* begin RECORDS FOR PROCESSING *

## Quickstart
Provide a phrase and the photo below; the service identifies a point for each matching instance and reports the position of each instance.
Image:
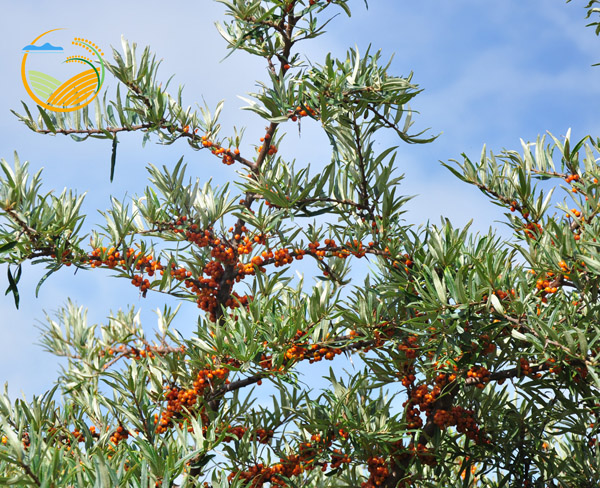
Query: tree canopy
(470, 360)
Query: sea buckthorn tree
(475, 358)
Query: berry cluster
(227, 155)
(302, 111)
(480, 374)
(179, 399)
(120, 434)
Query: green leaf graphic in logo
(42, 84)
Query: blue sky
(493, 72)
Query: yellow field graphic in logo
(74, 93)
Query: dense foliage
(475, 359)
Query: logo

* end RECORDS FOR PROCESSING *

REQUEST: List the lines of the records above as a numbered list, starting at the line containing "Query: berry cluster" and ending with the last line of the records, both ends included. Leave out any blank lines.

SOLUTION TO THIS PROBLEM:
1. Query: berry cluster
2. (227, 155)
3. (302, 111)
4. (480, 374)
5. (179, 399)
6. (120, 434)
7. Query: green leaf graphic in logo
8. (42, 84)
9. Query: blue sky
10. (493, 72)
11. Query: yellow field graphic in logo
12. (74, 93)
13. Query: dense foliage
14. (475, 359)
15. Query: logo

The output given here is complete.